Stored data
◆ ◆ ◆ ◆ ◆
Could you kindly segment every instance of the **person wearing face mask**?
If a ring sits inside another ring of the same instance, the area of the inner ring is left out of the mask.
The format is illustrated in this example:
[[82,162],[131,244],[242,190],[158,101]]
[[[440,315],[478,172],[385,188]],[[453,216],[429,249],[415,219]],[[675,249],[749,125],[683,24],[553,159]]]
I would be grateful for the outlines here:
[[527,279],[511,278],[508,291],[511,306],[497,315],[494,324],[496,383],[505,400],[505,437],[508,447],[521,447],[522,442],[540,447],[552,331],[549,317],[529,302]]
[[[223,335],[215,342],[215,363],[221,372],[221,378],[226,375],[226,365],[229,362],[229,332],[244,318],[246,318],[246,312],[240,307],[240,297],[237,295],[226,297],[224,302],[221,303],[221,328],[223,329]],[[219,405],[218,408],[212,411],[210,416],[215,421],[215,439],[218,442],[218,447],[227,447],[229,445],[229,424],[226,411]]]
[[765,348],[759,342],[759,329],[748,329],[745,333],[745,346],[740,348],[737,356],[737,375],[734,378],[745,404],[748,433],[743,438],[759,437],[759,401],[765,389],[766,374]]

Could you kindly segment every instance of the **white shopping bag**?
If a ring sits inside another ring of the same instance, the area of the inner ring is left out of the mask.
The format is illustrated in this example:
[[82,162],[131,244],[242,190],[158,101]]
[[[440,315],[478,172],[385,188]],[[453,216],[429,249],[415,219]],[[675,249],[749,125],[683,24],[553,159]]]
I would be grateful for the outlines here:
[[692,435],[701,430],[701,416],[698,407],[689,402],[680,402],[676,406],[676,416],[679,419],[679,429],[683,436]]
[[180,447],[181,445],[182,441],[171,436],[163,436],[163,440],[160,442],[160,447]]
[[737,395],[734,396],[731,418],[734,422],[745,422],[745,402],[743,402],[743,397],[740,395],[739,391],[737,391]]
◆ ◆ ◆ ◆ ◆
**Task instructions:**
Repeat each record exactly, leaving nothing out.

**Answer to this task:**
Could you kindly segment every instance of the **person wearing face mask**?
If a ring sits inside another ring of the same instance, the area of the inner ring is left out of the mask.
The format is illustrated in this example:
[[82,162],[131,244],[242,190],[158,101]]
[[[440,315],[478,172],[385,188]],[[453,216],[429,249],[415,219]],[[675,249],[749,125],[683,24],[553,159]]]
I would be grateful for the outlines here:
[[527,279],[511,278],[508,291],[511,306],[497,315],[494,324],[496,383],[505,400],[505,437],[508,447],[521,447],[522,442],[540,447],[552,331],[549,317],[529,302]]
[[[223,335],[215,342],[215,363],[221,372],[221,378],[226,375],[226,365],[229,362],[229,332],[244,318],[246,318],[246,312],[240,307],[240,297],[237,295],[226,297],[224,302],[221,303],[221,328],[223,329]],[[219,405],[218,408],[212,411],[210,416],[215,421],[215,439],[218,442],[218,447],[227,447],[229,445],[229,424],[226,411]]]
[[765,348],[759,342],[759,329],[748,329],[745,333],[745,346],[740,348],[737,356],[737,375],[734,378],[745,404],[748,433],[743,438],[759,437],[759,401],[765,389],[766,374]]

Could you kindly segment every instance of the **white shopping bag**?
If a ring sits inside another ring of the same instance, the area of the inner ring is left out of the mask.
The format is illustrated in this example:
[[82,162],[131,244],[242,190],[158,101]]
[[[440,315],[478,172],[385,188]],[[453,216],[429,249],[415,219]],[[675,249],[749,125],[683,24],[553,159]]]
I would be grateful for the outlines here:
[[692,435],[701,430],[701,416],[698,407],[689,402],[680,402],[676,406],[676,416],[679,419],[679,429],[683,436]]
[[180,447],[181,445],[182,441],[171,436],[163,436],[163,440],[160,442],[160,447]]
[[737,395],[734,396],[731,418],[734,422],[745,422],[745,402],[743,402],[743,397],[740,395],[739,391],[737,391]]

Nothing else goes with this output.